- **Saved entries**
============================================================
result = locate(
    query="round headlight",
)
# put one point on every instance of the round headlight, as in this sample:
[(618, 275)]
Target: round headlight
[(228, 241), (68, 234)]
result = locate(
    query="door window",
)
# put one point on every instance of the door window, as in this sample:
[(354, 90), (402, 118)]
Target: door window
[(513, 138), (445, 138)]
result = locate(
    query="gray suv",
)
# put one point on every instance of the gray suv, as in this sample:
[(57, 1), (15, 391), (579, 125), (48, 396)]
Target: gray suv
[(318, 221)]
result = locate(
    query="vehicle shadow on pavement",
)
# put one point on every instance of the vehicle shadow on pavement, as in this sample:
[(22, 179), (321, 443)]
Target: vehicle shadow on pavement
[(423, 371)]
============================================================
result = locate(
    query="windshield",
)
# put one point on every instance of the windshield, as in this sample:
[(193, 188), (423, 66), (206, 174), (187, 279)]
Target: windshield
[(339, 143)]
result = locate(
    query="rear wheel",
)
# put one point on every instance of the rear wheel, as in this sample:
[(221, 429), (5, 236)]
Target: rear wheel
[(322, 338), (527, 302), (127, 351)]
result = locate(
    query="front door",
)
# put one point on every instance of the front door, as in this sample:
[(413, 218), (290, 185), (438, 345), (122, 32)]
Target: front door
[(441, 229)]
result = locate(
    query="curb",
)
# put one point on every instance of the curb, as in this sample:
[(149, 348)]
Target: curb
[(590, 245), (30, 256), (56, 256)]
============================================================
- **TASK TO COMPLETE**
Only the lines above that include the word "query" belong in the answer; copy each one.

- **FINISHED EXERCISE**
    query="round headlight",
    query="door window",
    query="gray suv",
    query="vehicle shadow on pavement",
    query="windshield",
    query="rear wheel",
    query="front door",
    query="curb",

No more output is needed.